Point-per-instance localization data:
**********

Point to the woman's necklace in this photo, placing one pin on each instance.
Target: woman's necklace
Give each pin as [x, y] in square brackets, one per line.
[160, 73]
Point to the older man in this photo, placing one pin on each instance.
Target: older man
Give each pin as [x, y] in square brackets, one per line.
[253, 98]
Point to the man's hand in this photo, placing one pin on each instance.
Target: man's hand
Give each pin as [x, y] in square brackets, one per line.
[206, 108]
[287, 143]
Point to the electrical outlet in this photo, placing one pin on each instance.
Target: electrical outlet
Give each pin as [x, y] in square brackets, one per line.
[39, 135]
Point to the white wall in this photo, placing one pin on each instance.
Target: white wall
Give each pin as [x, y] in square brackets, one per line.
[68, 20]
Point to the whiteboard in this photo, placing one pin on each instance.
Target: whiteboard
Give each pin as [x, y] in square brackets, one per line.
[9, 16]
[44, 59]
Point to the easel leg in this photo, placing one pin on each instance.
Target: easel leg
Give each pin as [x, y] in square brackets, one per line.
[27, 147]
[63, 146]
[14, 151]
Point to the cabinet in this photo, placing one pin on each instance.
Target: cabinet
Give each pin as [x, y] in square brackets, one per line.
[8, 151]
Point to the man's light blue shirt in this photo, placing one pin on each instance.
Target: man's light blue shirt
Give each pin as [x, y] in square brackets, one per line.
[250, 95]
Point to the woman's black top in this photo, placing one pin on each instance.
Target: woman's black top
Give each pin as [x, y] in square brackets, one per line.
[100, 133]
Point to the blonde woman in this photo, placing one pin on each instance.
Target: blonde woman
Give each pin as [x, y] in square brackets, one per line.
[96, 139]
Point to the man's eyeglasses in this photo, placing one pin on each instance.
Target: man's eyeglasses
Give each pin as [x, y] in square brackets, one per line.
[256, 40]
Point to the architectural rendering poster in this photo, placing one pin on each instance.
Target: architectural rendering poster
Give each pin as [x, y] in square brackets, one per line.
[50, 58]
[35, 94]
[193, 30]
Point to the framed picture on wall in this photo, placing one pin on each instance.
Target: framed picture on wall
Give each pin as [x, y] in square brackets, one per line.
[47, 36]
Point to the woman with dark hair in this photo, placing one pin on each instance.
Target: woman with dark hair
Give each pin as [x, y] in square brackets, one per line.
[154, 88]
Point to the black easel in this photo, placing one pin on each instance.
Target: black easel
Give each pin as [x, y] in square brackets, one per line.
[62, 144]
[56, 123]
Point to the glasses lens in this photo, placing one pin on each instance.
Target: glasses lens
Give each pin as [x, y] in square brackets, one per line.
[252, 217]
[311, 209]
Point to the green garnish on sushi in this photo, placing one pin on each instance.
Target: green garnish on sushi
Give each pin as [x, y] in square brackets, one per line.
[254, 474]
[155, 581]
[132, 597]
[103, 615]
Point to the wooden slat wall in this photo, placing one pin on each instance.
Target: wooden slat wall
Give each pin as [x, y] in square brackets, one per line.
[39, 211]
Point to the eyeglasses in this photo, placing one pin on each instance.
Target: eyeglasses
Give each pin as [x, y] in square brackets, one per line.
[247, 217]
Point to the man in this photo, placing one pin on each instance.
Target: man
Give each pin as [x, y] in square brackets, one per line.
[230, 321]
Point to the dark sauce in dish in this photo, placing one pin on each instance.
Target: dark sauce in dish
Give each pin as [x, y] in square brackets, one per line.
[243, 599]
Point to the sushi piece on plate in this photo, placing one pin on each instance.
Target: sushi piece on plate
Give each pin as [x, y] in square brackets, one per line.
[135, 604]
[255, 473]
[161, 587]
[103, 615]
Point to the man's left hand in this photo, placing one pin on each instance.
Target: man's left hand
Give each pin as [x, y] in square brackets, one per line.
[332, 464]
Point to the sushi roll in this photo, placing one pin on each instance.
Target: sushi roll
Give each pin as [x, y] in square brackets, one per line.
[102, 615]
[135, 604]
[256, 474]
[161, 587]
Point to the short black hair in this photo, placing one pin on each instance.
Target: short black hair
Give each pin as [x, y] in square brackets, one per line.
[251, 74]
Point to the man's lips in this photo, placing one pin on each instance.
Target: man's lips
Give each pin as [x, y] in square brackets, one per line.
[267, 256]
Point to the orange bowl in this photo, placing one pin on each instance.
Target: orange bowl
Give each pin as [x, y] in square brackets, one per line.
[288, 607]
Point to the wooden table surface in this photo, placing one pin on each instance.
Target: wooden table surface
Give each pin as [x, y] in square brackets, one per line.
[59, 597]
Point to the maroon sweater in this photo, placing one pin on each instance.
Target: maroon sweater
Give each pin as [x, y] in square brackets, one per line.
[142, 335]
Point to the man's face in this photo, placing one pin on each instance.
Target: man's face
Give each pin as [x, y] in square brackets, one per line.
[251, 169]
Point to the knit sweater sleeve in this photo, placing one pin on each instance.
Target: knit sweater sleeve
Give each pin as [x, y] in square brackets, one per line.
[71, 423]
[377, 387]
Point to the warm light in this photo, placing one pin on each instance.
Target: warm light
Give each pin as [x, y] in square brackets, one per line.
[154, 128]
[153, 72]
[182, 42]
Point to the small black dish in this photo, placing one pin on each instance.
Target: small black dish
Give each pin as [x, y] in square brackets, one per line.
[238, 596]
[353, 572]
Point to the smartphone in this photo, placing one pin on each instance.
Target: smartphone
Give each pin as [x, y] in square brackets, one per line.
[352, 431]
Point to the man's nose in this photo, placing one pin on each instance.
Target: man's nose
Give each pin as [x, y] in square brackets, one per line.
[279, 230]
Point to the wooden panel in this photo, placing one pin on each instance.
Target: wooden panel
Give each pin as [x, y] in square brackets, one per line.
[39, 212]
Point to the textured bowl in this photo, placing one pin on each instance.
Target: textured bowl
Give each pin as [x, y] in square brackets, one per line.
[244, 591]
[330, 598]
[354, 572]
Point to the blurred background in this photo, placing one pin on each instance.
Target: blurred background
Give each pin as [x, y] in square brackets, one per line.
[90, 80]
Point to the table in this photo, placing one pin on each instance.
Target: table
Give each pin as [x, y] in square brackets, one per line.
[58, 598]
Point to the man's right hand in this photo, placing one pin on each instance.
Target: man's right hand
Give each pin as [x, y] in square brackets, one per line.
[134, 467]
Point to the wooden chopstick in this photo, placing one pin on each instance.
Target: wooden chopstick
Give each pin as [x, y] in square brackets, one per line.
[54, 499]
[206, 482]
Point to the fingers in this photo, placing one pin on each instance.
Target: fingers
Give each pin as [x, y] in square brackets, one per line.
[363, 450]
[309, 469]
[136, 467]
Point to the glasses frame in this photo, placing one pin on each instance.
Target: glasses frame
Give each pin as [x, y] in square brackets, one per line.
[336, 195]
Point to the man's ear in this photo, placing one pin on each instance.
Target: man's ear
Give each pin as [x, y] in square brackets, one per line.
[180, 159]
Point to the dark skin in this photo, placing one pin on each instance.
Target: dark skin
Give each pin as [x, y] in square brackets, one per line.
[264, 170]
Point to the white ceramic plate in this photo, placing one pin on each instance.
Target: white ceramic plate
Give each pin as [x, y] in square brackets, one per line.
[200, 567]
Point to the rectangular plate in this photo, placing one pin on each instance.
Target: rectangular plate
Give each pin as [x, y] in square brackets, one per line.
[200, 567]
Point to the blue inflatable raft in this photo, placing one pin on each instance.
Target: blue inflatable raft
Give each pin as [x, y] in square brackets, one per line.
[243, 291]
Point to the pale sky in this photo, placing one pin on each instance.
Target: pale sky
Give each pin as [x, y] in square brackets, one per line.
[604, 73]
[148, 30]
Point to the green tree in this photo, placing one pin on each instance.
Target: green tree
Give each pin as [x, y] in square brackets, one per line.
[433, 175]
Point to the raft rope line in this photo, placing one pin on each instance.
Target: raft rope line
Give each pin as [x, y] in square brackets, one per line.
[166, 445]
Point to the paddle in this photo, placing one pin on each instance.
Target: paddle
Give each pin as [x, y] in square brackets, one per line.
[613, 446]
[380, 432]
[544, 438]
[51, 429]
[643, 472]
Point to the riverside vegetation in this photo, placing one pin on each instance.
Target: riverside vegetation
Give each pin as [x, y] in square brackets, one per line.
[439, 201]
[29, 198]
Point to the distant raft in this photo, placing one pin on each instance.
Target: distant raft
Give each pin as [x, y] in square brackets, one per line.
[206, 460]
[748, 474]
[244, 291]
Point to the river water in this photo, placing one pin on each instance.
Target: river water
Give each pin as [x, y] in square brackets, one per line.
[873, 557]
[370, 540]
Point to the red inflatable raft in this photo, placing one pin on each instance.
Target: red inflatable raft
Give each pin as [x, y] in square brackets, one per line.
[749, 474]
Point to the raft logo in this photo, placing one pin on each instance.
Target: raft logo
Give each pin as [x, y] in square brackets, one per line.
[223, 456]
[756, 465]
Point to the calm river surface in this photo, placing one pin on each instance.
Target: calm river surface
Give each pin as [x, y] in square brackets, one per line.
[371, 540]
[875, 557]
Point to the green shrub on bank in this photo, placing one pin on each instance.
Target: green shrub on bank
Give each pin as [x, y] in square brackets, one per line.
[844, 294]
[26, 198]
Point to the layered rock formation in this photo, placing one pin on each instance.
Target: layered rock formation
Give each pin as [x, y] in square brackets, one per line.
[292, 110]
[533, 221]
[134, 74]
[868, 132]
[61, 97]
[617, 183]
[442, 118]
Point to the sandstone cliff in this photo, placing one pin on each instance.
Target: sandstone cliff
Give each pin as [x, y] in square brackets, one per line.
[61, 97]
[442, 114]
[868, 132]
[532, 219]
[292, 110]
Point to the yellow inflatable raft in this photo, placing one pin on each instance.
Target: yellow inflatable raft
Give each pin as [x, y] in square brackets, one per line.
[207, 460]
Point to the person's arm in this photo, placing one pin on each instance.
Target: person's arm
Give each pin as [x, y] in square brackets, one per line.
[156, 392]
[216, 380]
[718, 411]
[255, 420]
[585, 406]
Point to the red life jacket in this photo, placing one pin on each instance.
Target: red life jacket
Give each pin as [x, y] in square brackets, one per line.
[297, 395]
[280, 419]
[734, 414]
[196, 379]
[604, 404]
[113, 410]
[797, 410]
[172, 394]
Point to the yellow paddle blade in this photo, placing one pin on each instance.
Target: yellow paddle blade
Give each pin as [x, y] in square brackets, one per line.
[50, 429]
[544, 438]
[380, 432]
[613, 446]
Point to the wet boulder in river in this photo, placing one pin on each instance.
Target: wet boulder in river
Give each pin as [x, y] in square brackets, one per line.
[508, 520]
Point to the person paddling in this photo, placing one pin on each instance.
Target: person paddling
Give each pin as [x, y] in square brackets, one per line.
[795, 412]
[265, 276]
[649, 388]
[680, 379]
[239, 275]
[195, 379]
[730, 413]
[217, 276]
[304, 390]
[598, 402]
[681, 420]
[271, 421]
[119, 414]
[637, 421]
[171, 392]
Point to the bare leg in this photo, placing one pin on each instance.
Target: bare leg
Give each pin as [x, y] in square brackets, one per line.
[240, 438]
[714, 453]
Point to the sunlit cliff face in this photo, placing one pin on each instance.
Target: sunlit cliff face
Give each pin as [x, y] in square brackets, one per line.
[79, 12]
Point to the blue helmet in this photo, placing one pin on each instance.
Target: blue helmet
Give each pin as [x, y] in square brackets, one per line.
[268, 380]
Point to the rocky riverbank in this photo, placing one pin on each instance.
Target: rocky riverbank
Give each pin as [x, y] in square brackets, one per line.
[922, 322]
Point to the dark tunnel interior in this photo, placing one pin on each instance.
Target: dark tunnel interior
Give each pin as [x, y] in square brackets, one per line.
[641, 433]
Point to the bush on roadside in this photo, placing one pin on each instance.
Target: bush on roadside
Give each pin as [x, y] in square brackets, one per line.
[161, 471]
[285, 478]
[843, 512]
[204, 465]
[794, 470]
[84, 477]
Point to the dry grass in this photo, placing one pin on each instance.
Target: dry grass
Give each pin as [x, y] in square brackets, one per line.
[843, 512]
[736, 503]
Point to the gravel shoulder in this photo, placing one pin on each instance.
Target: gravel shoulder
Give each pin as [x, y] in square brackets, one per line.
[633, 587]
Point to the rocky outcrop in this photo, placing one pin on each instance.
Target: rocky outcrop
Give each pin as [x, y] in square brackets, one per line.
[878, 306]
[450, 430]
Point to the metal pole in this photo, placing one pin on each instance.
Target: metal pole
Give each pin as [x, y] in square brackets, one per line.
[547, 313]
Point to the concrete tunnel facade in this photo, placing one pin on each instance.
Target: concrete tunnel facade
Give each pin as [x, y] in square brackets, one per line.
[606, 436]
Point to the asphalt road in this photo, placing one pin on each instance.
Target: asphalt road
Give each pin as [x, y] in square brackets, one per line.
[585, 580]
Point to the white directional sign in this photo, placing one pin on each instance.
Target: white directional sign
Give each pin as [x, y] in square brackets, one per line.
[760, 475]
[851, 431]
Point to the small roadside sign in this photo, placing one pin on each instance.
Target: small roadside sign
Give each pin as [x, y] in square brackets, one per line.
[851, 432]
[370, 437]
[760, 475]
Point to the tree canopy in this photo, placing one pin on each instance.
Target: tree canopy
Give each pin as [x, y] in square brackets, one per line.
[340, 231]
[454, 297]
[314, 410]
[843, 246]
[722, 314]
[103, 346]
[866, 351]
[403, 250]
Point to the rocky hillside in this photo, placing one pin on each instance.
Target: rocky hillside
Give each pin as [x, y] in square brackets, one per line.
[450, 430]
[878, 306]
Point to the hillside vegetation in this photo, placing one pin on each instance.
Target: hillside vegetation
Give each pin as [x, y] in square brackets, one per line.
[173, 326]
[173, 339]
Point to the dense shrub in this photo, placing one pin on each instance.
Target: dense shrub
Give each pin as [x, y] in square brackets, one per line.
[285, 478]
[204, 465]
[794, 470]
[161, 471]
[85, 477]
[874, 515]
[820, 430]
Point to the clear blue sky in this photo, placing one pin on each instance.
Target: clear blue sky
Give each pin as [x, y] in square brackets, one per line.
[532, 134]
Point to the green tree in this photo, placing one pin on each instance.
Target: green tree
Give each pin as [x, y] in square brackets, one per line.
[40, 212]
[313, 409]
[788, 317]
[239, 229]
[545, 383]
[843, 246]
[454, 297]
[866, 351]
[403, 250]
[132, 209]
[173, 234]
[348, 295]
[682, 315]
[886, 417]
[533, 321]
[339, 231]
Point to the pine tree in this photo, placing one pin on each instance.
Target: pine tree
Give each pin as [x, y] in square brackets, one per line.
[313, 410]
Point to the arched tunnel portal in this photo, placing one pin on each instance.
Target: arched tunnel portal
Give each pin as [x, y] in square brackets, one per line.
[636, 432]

**********

Your instructions >>
Scan the records above for the word "framed". Copy each line that has it.

Solution >>
Point to the framed picture on wall in this photo, placing one pin on each instance.
Target: framed picture on wall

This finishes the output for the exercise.